#### Input records

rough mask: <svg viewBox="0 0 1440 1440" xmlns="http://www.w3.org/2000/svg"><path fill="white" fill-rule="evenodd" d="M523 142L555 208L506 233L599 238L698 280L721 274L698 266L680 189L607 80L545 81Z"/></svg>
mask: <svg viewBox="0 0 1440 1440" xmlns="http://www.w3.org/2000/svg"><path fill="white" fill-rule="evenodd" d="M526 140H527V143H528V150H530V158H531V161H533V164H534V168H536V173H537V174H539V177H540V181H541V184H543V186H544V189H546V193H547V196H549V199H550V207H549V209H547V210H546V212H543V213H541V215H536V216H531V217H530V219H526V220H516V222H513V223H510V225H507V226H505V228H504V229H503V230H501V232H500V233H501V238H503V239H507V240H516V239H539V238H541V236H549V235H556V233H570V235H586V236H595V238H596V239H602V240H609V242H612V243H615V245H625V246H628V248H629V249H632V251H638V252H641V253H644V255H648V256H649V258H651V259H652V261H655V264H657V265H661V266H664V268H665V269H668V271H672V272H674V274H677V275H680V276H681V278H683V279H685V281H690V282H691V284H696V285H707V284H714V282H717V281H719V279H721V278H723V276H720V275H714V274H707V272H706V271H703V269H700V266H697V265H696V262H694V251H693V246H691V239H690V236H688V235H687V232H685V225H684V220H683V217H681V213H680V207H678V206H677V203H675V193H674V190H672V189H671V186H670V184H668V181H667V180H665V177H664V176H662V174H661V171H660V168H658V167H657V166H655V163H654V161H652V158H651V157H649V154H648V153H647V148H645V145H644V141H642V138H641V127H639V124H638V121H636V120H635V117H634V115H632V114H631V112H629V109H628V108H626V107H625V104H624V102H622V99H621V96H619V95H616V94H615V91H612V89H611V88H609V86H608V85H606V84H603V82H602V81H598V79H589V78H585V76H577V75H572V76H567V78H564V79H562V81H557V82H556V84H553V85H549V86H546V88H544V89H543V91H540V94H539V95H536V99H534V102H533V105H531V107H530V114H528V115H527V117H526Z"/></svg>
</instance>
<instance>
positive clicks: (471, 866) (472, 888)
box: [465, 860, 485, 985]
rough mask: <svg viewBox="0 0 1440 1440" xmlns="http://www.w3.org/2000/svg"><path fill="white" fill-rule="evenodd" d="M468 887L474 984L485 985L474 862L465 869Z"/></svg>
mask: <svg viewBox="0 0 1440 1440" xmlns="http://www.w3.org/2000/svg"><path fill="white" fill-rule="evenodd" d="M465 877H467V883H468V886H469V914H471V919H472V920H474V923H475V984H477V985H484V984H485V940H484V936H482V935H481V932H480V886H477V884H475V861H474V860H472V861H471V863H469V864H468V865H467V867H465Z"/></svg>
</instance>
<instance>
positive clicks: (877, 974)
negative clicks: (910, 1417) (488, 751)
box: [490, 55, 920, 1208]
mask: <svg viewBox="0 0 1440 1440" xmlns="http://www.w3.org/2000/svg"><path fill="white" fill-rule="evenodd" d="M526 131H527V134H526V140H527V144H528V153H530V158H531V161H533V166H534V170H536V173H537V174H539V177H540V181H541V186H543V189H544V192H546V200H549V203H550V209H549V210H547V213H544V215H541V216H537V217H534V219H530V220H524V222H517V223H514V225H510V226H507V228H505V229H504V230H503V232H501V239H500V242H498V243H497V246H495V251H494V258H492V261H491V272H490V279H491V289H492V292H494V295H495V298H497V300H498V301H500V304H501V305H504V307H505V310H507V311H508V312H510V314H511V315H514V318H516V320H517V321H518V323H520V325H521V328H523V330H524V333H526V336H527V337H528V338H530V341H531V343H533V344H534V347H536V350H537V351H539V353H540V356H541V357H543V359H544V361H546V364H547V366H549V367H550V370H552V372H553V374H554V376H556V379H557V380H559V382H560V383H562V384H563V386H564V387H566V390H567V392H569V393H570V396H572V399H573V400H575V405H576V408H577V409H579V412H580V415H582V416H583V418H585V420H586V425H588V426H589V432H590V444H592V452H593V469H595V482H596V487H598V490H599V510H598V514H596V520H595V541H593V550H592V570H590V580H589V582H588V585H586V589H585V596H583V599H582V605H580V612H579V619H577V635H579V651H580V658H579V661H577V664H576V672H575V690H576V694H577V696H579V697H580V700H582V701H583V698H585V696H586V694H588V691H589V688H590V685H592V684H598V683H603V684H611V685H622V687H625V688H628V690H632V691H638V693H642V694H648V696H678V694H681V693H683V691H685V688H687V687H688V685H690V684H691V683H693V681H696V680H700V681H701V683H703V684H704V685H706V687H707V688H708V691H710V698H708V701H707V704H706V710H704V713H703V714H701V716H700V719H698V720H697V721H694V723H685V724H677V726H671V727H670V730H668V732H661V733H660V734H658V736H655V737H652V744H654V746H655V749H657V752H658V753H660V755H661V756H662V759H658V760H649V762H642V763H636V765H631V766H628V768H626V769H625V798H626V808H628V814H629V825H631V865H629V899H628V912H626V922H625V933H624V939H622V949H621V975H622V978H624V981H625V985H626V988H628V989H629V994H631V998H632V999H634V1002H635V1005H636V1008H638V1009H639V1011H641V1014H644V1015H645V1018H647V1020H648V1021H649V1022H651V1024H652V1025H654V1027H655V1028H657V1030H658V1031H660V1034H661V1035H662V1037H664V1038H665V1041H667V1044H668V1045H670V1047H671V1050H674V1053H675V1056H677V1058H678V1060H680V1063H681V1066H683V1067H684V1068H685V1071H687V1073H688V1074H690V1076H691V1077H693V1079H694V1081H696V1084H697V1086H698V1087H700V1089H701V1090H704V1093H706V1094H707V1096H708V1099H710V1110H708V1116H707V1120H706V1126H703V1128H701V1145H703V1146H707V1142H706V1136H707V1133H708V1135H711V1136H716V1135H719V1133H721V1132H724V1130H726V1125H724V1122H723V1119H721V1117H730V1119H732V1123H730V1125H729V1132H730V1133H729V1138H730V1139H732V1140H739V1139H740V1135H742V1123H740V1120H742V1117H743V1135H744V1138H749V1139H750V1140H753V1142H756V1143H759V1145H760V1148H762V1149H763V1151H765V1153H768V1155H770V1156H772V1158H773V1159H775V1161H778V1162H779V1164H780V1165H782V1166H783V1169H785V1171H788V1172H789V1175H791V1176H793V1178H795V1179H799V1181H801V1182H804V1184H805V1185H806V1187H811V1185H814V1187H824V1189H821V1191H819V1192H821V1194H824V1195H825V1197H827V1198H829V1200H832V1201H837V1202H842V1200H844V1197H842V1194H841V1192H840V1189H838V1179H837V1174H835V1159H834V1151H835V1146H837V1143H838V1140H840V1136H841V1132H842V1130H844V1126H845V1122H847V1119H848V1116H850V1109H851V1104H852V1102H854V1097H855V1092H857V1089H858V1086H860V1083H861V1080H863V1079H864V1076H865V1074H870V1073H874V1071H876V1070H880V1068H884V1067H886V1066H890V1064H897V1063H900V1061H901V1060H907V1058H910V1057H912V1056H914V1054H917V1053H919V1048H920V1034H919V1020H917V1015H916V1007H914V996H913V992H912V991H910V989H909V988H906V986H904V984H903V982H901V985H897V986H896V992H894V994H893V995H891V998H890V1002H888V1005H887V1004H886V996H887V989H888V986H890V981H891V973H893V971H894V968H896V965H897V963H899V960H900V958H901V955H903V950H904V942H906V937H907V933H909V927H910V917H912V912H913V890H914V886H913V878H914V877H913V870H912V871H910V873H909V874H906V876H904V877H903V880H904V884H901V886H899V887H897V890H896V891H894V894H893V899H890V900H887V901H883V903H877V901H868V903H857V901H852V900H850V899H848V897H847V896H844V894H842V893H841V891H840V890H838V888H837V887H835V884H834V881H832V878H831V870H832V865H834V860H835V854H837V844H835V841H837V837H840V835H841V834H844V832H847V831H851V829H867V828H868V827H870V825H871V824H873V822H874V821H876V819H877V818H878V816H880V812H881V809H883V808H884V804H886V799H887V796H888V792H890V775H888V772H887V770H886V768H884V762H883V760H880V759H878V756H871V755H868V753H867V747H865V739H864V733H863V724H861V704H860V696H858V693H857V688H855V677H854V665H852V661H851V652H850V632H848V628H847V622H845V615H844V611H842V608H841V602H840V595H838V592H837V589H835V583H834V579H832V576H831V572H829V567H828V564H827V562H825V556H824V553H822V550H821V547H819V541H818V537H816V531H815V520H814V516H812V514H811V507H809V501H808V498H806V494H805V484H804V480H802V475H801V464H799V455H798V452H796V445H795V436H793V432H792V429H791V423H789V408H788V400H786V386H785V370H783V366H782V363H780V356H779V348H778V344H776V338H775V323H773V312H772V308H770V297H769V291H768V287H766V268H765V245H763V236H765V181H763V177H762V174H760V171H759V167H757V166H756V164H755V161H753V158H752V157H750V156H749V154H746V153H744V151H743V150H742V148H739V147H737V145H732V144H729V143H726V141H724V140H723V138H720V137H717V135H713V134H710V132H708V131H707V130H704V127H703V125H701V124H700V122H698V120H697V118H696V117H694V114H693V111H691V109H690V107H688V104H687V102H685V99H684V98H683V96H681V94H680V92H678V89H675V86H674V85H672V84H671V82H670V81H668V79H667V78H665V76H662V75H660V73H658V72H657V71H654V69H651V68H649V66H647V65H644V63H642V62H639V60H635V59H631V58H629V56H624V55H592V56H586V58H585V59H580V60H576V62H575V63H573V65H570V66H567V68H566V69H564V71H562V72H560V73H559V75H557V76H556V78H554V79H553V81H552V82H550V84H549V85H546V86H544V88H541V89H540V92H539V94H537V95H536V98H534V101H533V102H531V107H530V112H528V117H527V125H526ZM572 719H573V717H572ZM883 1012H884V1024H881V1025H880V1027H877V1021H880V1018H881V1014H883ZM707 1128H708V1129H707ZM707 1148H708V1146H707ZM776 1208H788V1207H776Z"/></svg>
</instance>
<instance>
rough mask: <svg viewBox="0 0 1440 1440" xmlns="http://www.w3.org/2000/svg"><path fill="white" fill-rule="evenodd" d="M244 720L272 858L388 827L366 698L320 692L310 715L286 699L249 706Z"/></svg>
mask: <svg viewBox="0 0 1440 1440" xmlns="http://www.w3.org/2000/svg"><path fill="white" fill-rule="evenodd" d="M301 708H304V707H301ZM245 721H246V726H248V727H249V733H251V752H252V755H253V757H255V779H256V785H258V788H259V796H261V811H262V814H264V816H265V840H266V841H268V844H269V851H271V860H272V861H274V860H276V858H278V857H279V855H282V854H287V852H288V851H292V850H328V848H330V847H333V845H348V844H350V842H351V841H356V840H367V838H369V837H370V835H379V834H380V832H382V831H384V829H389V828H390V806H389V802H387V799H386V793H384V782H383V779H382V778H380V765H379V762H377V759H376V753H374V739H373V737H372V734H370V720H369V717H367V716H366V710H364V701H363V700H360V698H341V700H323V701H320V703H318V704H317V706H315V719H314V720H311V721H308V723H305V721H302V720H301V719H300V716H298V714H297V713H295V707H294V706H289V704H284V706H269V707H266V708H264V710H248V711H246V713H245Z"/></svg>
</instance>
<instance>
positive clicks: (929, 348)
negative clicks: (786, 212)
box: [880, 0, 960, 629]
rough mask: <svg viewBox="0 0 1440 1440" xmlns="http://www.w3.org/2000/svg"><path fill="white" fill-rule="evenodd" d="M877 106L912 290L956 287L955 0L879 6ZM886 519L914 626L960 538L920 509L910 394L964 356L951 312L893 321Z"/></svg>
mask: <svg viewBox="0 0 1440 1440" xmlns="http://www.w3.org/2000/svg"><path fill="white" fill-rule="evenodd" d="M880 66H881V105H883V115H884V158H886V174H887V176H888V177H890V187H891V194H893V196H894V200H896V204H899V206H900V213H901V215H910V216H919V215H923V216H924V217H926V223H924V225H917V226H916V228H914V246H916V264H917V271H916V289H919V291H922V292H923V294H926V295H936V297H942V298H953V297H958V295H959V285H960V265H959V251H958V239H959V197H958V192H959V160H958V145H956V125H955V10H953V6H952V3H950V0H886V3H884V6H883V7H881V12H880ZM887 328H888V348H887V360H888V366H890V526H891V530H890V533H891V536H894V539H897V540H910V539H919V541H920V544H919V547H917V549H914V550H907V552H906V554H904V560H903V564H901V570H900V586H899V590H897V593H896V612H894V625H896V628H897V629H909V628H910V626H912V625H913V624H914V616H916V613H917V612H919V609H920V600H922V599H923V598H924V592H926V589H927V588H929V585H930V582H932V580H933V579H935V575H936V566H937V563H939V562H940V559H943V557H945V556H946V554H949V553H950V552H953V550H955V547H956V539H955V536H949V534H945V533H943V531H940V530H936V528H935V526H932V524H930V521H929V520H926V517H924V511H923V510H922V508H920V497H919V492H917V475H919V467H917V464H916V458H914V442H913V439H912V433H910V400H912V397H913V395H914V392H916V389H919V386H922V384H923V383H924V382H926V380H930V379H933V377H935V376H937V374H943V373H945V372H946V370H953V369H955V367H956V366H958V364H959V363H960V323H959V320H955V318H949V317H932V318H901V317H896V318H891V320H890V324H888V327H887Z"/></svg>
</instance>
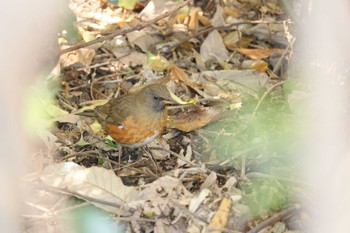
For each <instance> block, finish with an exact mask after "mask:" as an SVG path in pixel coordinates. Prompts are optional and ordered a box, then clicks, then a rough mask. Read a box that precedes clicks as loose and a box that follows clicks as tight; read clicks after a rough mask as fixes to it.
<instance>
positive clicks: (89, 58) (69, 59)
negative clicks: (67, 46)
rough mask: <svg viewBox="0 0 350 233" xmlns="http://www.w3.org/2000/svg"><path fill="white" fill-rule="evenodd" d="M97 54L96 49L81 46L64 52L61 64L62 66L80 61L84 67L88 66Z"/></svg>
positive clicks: (61, 60) (91, 61)
mask: <svg viewBox="0 0 350 233" xmlns="http://www.w3.org/2000/svg"><path fill="white" fill-rule="evenodd" d="M63 48H64V47H63ZM95 54H96V52H95V50H94V49H90V48H81V49H78V50H74V51H72V52H69V53H65V54H62V55H61V57H60V64H61V66H62V67H67V66H71V65H73V64H75V63H80V64H81V65H82V66H83V67H88V66H90V65H91V62H92V59H93V58H94V57H95Z"/></svg>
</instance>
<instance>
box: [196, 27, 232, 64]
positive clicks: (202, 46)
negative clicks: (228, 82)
mask: <svg viewBox="0 0 350 233" xmlns="http://www.w3.org/2000/svg"><path fill="white" fill-rule="evenodd" d="M200 54H201V56H202V59H203V61H204V62H205V61H207V60H208V59H210V58H211V57H217V58H219V59H221V60H227V59H228V51H227V49H226V47H225V45H224V42H223V40H222V38H221V35H220V34H219V32H218V31H217V30H214V31H212V32H211V33H210V34H209V35H208V36H207V38H205V40H204V42H203V43H202V45H201V48H200Z"/></svg>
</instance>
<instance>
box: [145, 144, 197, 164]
mask: <svg viewBox="0 0 350 233" xmlns="http://www.w3.org/2000/svg"><path fill="white" fill-rule="evenodd" d="M149 149H150V150H163V151H165V152H168V153H170V154H171V155H173V156H175V157H176V158H178V159H180V160H182V161H184V162H185V163H188V164H190V165H192V166H194V167H196V165H195V164H194V163H193V162H191V161H189V160H187V159H185V158H181V157H180V156H179V155H178V154H176V153H175V152H173V151H171V150H168V149H166V148H163V147H149Z"/></svg>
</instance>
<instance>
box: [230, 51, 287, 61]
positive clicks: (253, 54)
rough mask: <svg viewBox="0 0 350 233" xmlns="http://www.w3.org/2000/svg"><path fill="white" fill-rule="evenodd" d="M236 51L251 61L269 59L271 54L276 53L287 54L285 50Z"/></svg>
mask: <svg viewBox="0 0 350 233" xmlns="http://www.w3.org/2000/svg"><path fill="white" fill-rule="evenodd" d="M235 50H237V51H238V52H240V53H243V54H244V55H246V56H247V57H249V58H250V59H254V60H257V59H264V58H268V57H269V56H271V54H274V53H279V54H283V53H285V52H286V50H285V49H239V48H237V49H235Z"/></svg>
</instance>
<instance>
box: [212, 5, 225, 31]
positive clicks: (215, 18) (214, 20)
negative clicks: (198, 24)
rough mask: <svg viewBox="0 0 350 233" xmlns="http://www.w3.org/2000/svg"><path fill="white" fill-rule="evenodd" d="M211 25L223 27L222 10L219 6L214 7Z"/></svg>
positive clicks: (223, 10) (223, 17) (223, 14)
mask: <svg viewBox="0 0 350 233" xmlns="http://www.w3.org/2000/svg"><path fill="white" fill-rule="evenodd" d="M211 24H212V25H213V26H214V27H221V26H224V25H225V19H224V9H223V8H222V7H221V6H220V5H219V4H218V5H217V6H216V11H215V14H214V16H213V18H212V19H211Z"/></svg>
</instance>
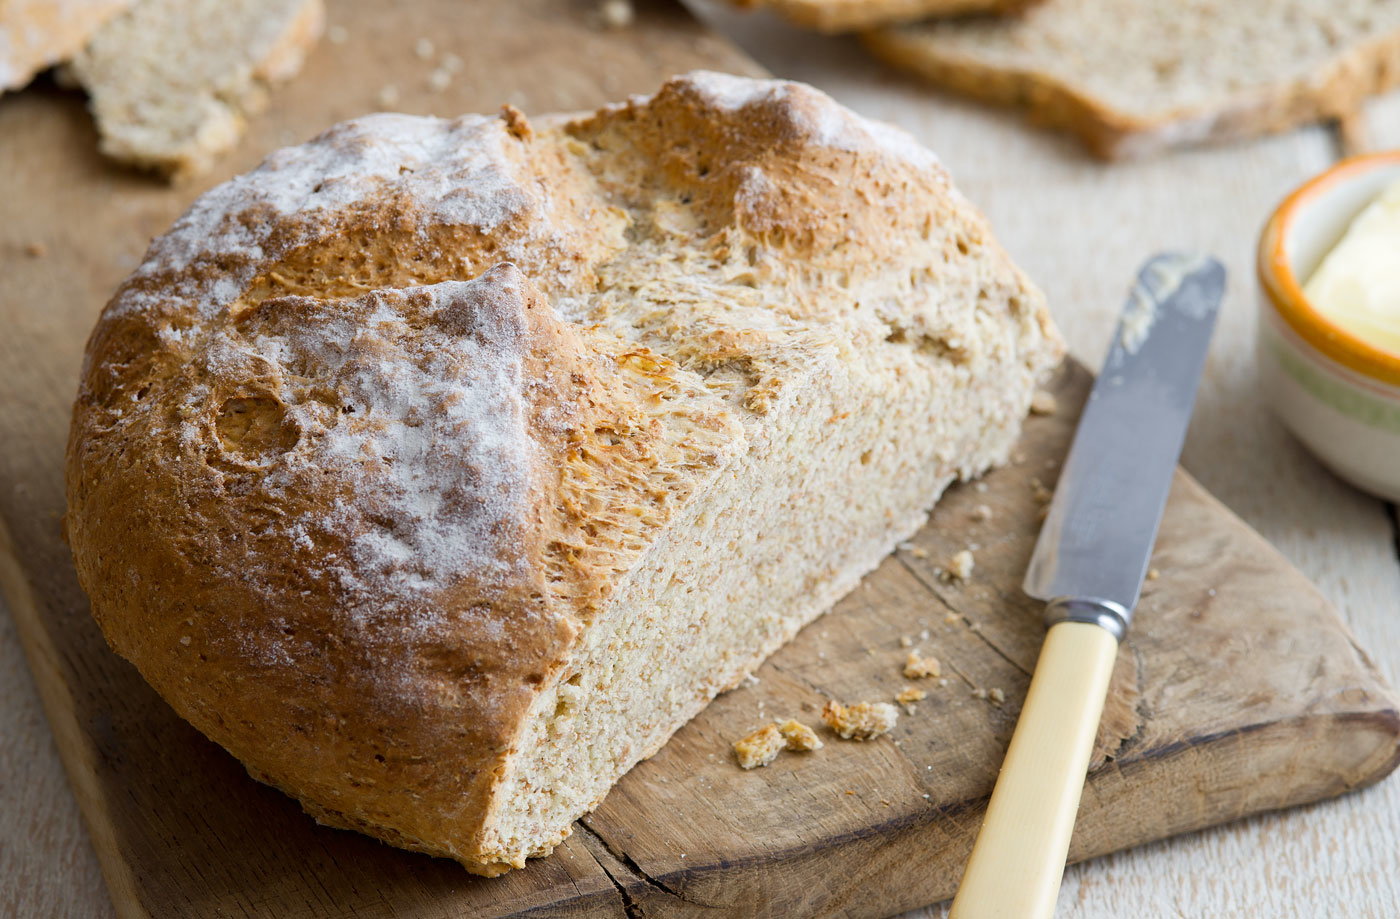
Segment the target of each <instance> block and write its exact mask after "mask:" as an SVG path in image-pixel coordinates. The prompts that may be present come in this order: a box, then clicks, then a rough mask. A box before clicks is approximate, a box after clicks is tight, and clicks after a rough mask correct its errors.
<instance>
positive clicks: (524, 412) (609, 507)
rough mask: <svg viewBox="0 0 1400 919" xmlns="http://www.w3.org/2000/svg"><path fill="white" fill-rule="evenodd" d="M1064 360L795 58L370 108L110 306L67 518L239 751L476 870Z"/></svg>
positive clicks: (561, 830) (833, 581)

########

### Exercise goal
Report every line in the data above in which the word "tight" appears.

### Answer to the problem
For each <instance> block, finish with an exact mask after "mask:" as an SVG path in pixel coordinates. Prompts are optional and ordered a box, then clicks, then a rough mask. Read a box that precedes clicks as loose and a box that follows clicks as tight; read clicks after a rough mask as fixes to it.
Segment the target of each <instance> block and write its exact mask after "mask:" as an SVG path in image-pixel coordinates. The prompts that may be present come in this order: a box, then clicks, then a rough mask. A box before clicks is approximate, a box after clicks is tight, and clicks after a rough mask correct its errors.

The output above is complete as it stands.